--- MATERIALS PROVIDED Enclosed Below ---
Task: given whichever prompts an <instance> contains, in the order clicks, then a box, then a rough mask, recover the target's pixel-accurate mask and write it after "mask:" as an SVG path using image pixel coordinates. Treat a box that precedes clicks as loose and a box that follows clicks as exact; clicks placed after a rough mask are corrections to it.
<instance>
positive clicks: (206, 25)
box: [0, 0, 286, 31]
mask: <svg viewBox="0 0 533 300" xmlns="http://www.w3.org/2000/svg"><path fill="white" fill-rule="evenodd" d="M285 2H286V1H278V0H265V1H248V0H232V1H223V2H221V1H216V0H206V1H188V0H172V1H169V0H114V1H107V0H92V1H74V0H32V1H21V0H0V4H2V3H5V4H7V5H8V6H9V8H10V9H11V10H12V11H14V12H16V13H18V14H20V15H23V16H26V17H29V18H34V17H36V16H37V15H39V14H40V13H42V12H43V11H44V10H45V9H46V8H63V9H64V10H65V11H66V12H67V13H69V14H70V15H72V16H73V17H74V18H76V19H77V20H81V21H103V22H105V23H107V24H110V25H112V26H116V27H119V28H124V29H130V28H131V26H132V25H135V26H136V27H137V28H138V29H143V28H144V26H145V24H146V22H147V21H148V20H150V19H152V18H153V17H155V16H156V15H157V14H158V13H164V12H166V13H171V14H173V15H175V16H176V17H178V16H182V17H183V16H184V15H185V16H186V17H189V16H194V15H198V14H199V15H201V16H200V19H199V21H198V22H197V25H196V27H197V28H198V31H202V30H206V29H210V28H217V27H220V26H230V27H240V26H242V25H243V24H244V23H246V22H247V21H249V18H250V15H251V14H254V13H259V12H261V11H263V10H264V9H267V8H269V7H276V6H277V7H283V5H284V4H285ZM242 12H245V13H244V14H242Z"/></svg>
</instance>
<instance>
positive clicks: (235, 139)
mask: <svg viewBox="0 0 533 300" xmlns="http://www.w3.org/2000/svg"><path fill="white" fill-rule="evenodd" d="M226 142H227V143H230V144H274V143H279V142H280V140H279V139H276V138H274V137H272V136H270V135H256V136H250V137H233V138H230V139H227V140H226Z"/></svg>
--- End of Enclosed MATERIALS PROVIDED ---
§ ABOUT THIS EXERCISE
Go through the data above and return every line exactly.

§ EXERCISE RESPONSE
Task: given whichever prompts an <instance> contains, in the order clicks, then a box, then a rough mask, recover the target's pixel-accurate mask and write it after "mask:" as an SVG path using image pixel coordinates. Treat a box that precedes clicks as loose and a box that follows clicks as exact; clicks placed after a rough mask are corrections to it.
<instance>
positive clicks: (206, 25)
box: [0, 0, 286, 31]
mask: <svg viewBox="0 0 533 300" xmlns="http://www.w3.org/2000/svg"><path fill="white" fill-rule="evenodd" d="M285 2H286V1H278V0H265V1H248V0H232V1H223V2H221V1H216V0H206V1H188V0H172V1H169V0H114V1H107V0H92V1H74V0H32V1H21V0H0V4H2V3H5V4H7V5H8V6H9V8H10V9H11V10H12V11H14V12H16V13H18V14H20V15H23V16H26V17H29V18H34V17H36V16H37V15H39V14H40V13H42V12H43V11H44V10H45V9H46V8H63V9H64V10H65V11H66V12H67V13H69V14H70V15H72V16H73V17H74V18H76V19H77V20H81V21H103V22H105V23H107V24H110V25H112V26H116V27H119V28H124V29H130V28H131V26H132V25H135V26H136V27H137V28H138V29H143V28H144V26H145V24H146V22H147V21H148V20H150V19H152V18H153V17H155V16H156V15H157V14H158V13H164V12H166V13H171V14H173V15H175V16H176V17H178V16H182V17H183V16H184V15H185V16H186V17H189V16H194V15H198V14H199V15H201V16H200V19H199V21H198V22H197V25H196V27H197V28H198V31H202V30H206V29H210V28H217V27H220V26H230V27H240V26H242V25H243V24H244V23H246V22H247V21H249V18H250V15H251V14H254V13H259V12H261V11H263V10H264V9H267V8H269V7H276V6H277V7H283V5H284V4H285ZM242 12H245V13H244V14H242Z"/></svg>
</instance>
<instance>
positive clicks: (235, 139)
mask: <svg viewBox="0 0 533 300" xmlns="http://www.w3.org/2000/svg"><path fill="white" fill-rule="evenodd" d="M226 142H227V143H230V144H274V143H279V142H280V140H279V139H276V138H274V137H272V136H270V135H256V136H250V137H233V138H230V139H227V140H226Z"/></svg>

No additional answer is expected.